### The task
Recast the items as a numbered list, running from the start through the line that contains "box: [66, 221, 117, 245]", with both ends included. Omit blank lines and leave the pictures out.

==== Material provided ====

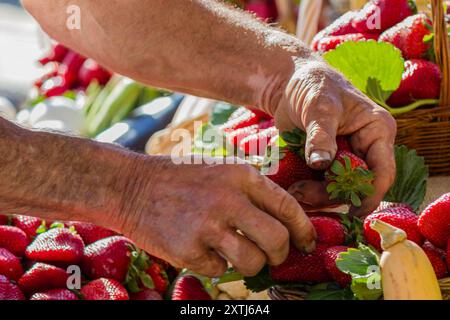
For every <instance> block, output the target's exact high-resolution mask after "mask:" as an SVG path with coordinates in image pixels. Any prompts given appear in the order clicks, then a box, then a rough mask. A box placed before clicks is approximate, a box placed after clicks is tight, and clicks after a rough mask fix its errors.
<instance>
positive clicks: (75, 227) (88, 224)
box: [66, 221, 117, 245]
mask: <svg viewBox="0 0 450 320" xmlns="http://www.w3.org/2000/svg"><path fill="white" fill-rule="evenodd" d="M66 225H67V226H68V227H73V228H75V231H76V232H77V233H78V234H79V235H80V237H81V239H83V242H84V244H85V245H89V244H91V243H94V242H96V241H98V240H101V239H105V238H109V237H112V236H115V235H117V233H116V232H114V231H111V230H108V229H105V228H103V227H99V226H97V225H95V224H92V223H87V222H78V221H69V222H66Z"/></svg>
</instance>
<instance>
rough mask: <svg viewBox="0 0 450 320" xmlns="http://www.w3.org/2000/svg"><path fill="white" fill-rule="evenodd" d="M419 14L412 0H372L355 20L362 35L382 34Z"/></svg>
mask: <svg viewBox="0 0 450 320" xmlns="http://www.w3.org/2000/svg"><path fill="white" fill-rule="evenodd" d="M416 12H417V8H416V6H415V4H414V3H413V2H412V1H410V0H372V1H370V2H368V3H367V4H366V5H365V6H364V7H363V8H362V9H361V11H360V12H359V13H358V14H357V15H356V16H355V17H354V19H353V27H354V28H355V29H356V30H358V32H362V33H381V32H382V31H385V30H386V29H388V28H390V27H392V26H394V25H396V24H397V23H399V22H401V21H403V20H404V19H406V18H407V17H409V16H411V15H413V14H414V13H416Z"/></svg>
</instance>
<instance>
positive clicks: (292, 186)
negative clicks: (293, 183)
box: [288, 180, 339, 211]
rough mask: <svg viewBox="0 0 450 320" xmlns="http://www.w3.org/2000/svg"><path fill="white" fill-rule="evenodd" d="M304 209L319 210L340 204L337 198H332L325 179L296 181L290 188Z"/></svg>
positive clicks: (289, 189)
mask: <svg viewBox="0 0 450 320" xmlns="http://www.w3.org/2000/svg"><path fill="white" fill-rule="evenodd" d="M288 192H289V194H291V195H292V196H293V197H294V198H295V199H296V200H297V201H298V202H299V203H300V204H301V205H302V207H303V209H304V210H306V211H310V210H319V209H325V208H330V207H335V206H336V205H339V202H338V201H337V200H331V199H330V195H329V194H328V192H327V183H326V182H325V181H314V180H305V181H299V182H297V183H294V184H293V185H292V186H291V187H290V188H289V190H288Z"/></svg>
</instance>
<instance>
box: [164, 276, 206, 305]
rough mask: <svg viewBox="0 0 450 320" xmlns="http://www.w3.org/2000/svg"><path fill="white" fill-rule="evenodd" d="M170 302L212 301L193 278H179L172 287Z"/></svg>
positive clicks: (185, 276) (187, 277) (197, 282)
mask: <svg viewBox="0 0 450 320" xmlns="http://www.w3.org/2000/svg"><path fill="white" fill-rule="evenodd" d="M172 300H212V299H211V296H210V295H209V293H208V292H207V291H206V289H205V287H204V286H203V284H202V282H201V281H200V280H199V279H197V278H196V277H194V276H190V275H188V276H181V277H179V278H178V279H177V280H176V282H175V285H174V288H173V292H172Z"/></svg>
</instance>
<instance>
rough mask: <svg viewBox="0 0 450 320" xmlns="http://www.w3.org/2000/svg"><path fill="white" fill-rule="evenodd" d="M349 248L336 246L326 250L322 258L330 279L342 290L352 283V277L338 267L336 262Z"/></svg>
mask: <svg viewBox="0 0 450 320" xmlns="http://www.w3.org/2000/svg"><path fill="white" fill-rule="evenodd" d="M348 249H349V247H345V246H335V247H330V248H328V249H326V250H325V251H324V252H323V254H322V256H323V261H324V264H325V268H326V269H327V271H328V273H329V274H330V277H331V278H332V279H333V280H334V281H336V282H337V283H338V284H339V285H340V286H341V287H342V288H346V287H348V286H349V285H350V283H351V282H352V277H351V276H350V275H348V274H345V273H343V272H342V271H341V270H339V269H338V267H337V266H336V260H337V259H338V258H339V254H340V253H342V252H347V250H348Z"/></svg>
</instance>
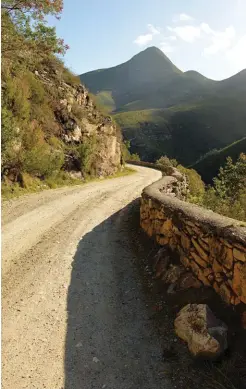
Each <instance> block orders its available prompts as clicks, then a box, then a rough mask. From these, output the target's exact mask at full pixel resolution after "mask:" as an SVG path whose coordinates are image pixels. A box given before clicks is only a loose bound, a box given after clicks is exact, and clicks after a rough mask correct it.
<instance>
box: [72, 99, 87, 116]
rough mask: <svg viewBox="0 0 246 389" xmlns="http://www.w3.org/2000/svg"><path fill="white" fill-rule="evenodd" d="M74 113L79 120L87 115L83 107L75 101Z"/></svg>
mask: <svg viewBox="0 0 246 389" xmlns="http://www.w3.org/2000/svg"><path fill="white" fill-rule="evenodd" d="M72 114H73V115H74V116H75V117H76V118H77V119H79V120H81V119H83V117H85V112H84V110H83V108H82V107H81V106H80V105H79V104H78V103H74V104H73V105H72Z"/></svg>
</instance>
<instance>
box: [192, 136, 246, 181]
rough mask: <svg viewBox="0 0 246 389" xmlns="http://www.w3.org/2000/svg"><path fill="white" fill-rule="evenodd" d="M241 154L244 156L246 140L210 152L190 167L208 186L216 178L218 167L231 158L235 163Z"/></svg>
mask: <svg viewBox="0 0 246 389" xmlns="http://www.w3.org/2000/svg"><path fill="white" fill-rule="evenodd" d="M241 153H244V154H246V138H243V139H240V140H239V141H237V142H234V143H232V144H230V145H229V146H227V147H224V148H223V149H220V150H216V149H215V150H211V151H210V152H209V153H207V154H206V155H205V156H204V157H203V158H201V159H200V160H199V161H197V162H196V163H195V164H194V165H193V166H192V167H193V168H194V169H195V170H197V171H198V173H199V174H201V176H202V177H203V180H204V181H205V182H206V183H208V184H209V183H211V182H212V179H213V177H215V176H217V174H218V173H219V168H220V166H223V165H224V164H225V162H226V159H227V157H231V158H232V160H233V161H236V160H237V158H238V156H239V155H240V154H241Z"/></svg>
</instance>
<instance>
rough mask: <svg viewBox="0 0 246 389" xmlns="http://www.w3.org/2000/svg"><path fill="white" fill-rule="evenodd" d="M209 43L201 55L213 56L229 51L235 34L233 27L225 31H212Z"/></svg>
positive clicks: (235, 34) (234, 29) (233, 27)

====

### Solution for this exercise
1. For every <instance> block, output the target's exact high-resolution mask after "mask:" as an SVG path with coordinates in image pixels. Any prompts given appear in the order clicks, then a box, then a rough mask. A box placed before clicks is approximate, a box placed after clicks is tight, and clicks after a rough mask fix its errors.
2. <instance>
3. positive clicks: (75, 227) (88, 224)
4. box: [66, 221, 117, 245]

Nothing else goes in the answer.